Analyzing the Trailer for IT ENDS WITH US

Sony Pictures dropped the first full-length trailer for the adaptation of It Ends With Us yesterday, and I have thoughts! Coming to theaters June 16, the films stars Blake Lively as main character Lily Bloom (whose unironic dream is to own a flower shop, I cannot), Justin Baldoni, and, inexplicably, Jenny Slate, playing it straighter than I knew she could. 

I read the book back in 2022 with sincere hopes that it would validate the hype (spoiler: it did not), and I’ve been waiting to see if/how Hollywood could clean up this messy story that starts as a romance, takes a turn into domestic fiction about trauma and abuse, and ends up trying to be an inspirational tale of female empowerment. As Slate’s Laura Miller put it“Hoover supplies angsty love stories, extensive sex scenes, catchy premises, and outrageous plot twists. Plenty of popular fiction relies on these proven winners, but it’s less common to see them all deployed at once.” 

First reaction: this looks much better than it has any business being for a movie based on such a poorly written book. But I’m getting ahead of myself.

If you’ve somehow made it to mid-2024 without knowing what the Colleen Hoover TikTok phenomenon is about, the tl;dr is that Lily falls for bad boy/doctor Ryle Kincaid, who turns out to be emotionally and physically abusive. Realizing that she has replicated a pattern of abuse she witnessed in her parents’ relationship, Lily must decide whether to stay or go.

» **REQUIRED ACTIONS**
A. Answer these from the post about the It Ends With Us trailer, marking each answer (i), (ii), (iii) on its own line:
(i) What is Lily Bloom's dream?
(ii) In what year did the writer read the book?
(iii) What is the name of the man Lily falls for?
B. Return everything in the post about the It Ends With Us trailer from "First reaction: this" down to "stay or go.", copied word for word.
C. Carry the post about the It Ends With Us trailer further, picking up after its final sentence.
The records play no part in what follows.

» **DATA SHOWN**
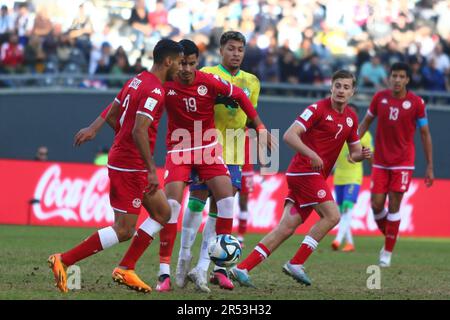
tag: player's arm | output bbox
[418,122,434,187]
[73,102,114,147]
[283,121,323,171]
[132,114,159,194]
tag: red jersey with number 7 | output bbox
[367,90,426,170]
[286,98,359,178]
[108,71,165,171]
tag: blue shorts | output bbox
[334,184,360,205]
[189,164,242,191]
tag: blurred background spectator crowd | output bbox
[0,0,450,91]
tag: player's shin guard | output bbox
[179,197,205,260]
[61,227,119,266]
[216,197,234,235]
[119,218,162,270]
[237,242,270,271]
[290,236,319,265]
[372,209,387,234]
[159,199,181,265]
[197,212,217,271]
[384,212,401,252]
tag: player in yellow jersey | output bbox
[176,31,260,292]
[331,104,373,252]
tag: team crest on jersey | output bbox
[197,85,208,96]
[128,78,142,90]
[402,100,411,110]
[133,198,142,209]
[152,88,162,96]
[347,117,353,128]
[317,189,327,199]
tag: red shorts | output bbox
[164,149,230,184]
[372,167,413,193]
[240,169,255,194]
[108,169,148,214]
[286,175,334,222]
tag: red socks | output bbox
[237,243,270,271]
[159,223,178,264]
[119,229,153,270]
[61,232,103,266]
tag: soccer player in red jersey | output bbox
[230,70,371,286]
[359,62,434,267]
[157,40,270,291]
[48,39,183,292]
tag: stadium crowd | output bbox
[0,0,450,91]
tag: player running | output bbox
[230,70,371,286]
[331,104,373,252]
[359,62,434,267]
[176,31,260,292]
[157,40,270,291]
[48,39,183,292]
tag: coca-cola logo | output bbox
[33,164,114,223]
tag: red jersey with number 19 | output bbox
[108,71,165,171]
[286,98,359,178]
[367,90,426,170]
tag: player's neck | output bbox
[220,63,241,77]
[391,89,408,99]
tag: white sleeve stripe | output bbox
[136,111,153,121]
[228,83,233,97]
[295,120,308,132]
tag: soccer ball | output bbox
[208,234,242,267]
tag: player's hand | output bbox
[144,171,159,196]
[310,153,323,171]
[73,127,97,147]
[425,166,434,188]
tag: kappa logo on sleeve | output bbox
[144,97,158,112]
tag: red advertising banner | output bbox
[0,160,450,237]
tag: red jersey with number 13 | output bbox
[367,90,426,170]
[286,98,359,178]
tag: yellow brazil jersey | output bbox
[201,64,260,165]
[334,131,373,185]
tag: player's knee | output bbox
[114,226,135,242]
[188,197,206,212]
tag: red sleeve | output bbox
[295,103,322,131]
[136,87,165,121]
[367,92,380,117]
[347,114,360,144]
[100,103,112,119]
[211,76,258,119]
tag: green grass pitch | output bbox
[0,226,450,300]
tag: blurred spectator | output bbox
[15,3,34,47]
[69,3,93,60]
[422,58,447,91]
[299,54,323,85]
[0,5,14,45]
[34,146,48,161]
[359,55,388,90]
[128,0,152,49]
[257,51,280,82]
[32,6,53,38]
[0,33,24,73]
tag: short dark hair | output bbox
[178,39,199,58]
[220,31,246,47]
[153,39,183,64]
[331,69,356,88]
[389,62,411,78]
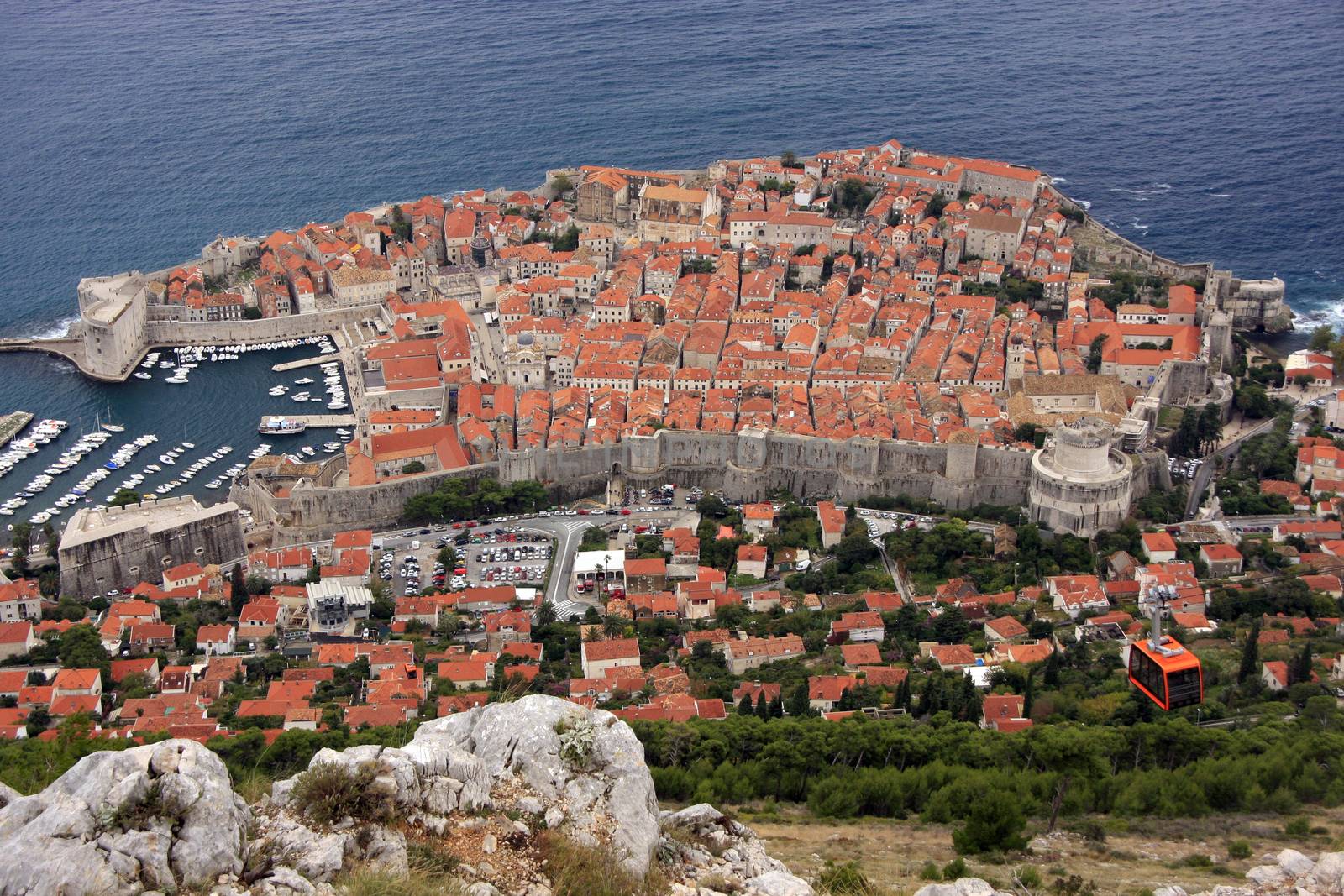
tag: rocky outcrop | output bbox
[408,694,659,874]
[0,740,251,896]
[0,696,813,896]
[659,804,811,896]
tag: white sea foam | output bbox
[29,314,79,338]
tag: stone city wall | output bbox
[59,511,246,596]
[244,430,1058,540]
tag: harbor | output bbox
[258,414,354,430]
[0,411,32,448]
[0,338,354,518]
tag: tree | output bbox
[1290,643,1312,684]
[895,674,912,712]
[551,224,580,253]
[1199,401,1223,454]
[952,790,1026,854]
[788,681,811,719]
[1043,650,1059,688]
[536,600,556,627]
[391,206,412,242]
[1232,383,1274,419]
[1087,333,1106,374]
[228,563,247,616]
[56,626,112,670]
[108,489,139,506]
[1171,407,1199,457]
[1236,619,1259,684]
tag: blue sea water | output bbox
[0,0,1344,505]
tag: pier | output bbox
[0,411,32,448]
[258,414,354,430]
[270,354,340,374]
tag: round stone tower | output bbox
[1026,417,1134,536]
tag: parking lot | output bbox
[374,522,554,598]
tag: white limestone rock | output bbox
[0,740,251,896]
[1306,853,1344,893]
[1277,849,1315,878]
[744,871,816,896]
[916,878,1011,896]
[1242,865,1288,896]
[405,694,659,876]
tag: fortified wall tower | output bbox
[76,271,150,379]
[1026,417,1134,536]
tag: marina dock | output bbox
[260,414,354,430]
[0,411,32,448]
[270,354,332,374]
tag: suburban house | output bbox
[580,638,640,679]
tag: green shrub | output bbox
[291,762,392,825]
[406,840,462,874]
[952,791,1026,854]
[1013,865,1040,889]
[1284,818,1312,837]
[539,831,668,896]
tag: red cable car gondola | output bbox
[1129,585,1205,710]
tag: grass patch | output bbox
[291,762,392,825]
[817,861,878,896]
[98,780,183,831]
[234,768,274,806]
[696,874,741,893]
[406,840,462,874]
[539,831,668,896]
[332,865,466,896]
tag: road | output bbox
[1185,396,1312,518]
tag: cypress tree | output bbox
[1236,619,1259,684]
[1044,650,1059,688]
[895,674,912,712]
[789,681,811,719]
[1292,643,1312,684]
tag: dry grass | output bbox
[332,865,465,896]
[742,809,1344,896]
[291,762,392,825]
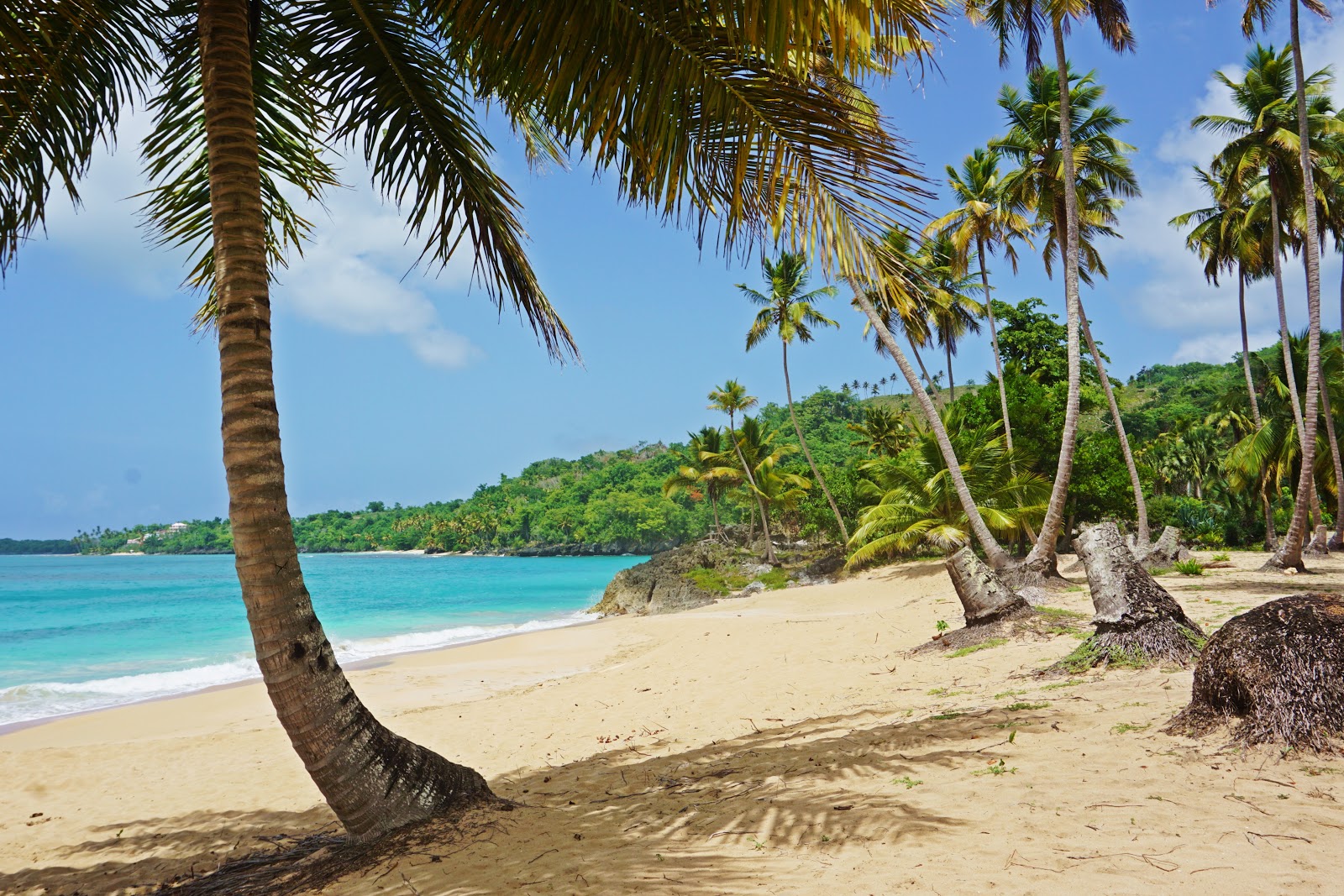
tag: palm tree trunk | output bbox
[976,238,1011,454]
[943,341,957,405]
[1266,0,1321,569]
[849,282,1011,571]
[1078,301,1152,549]
[1236,265,1261,428]
[780,340,849,544]
[199,0,493,840]
[1024,26,1082,575]
[908,340,937,391]
[728,414,777,565]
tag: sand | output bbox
[0,553,1344,896]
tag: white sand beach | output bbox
[0,553,1344,896]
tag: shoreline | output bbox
[0,610,606,737]
[0,552,1344,896]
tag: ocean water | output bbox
[0,553,643,726]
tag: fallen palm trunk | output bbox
[1131,525,1194,572]
[1051,522,1205,672]
[1164,594,1344,751]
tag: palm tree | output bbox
[966,0,1134,575]
[847,408,1050,567]
[845,407,907,457]
[663,426,738,538]
[1171,165,1273,549]
[738,253,849,542]
[1191,43,1339,569]
[916,233,985,403]
[843,230,1012,571]
[990,65,1151,547]
[925,149,1032,451]
[0,0,939,838]
[1210,0,1329,569]
[708,380,777,565]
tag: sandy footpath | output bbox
[0,553,1344,896]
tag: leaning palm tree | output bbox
[738,253,843,542]
[1191,43,1340,569]
[925,149,1032,451]
[848,408,1050,567]
[663,426,732,538]
[0,0,941,838]
[1208,0,1331,569]
[916,233,985,405]
[990,65,1151,544]
[708,380,775,565]
[966,0,1134,575]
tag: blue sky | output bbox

» **ANSWERS**
A.
(i) To own a flower shop
(ii) 2022
(iii) Ryle Kincaid

B.
First reaction: this looks much better than it has any business being for a movie based on such a poorly written book. But I’m getting ahead of myself.

If you’ve somehow made it to mid-2024 without knowing what the Colleen Hoover TikTok phenomenon is about, the tl;dr is that Lily falls for bad boy/doctor Ryle Kincaid, who turns out to be emotionally and physically abusive. Realizing that she has replicated a pattern of abuse she witnessed in her parents’ relationship, Lily must decide whether to stay or go.

C.
Since the adaptation was first announced, my biggest question has been how the film would handle the abuse, which is graphically on the page in Hoover’s novel. From the trailer, it looks like Baldoni, who also served as director, has chosen to indicate Ryle’s violent tendencies (we see him smashing a glass) and their aftermath (Lily shows up with a black eye) without actually showing him attacking Lily, but that could just be the trailer. Will there be Big Little Lies-style physical assault on screen? What did they decide to do about the scene in which Ryle becomes violent while he and Lily are having sex? There are still a lot of ways this could go sideways.

Age is another big issue in the book that the film seems to have corrected. Lily is just 23 in the novel and far from put-together enough to be believable as a successful entrepreneur. The age difference between her and 30-year-old neurosurgeon Ryle further complicates the power dynamic in their relationship, and, frankly, makes it a tough sell that the two have anything in common. Aging the characters up and making them peers—Lively is 36, and Baldoni is 40—smoothes this out and goes a way to make it more plausible that Lily and Ryle can find anything to talk about in-between rounds of effortlessly mind-blowing sex. (Ryle is a god in the sack, natch.)

So, now, the writing. First, a hearty cheer for Christy Hall, who wrote the screenplay and seems to have transformed Hoover’s clunky dialogue (it’s not as bad as E.L. James writing about Anastasia Steele’s inner goddess, but it’s not much better) into passably charming banter. The book is heavy on expository narration, and the voice-over does a lot of that work in the trailer. That’s fine for a preview but not so great for a full-length feature, and I hope they’ve used it sparingly throughout the film. The chemistry between Lively and Baldoni looks promising, and let’s be honest, Jenny Slate makes anything better. My only remaining question about the adaptation, then, is: what have they done with the vast swaths of the book that are flashbacks to Lily’s childhood presented through diary entries she wrote as letters to Ellen Degeneres? Yes, you read that sentence correctly.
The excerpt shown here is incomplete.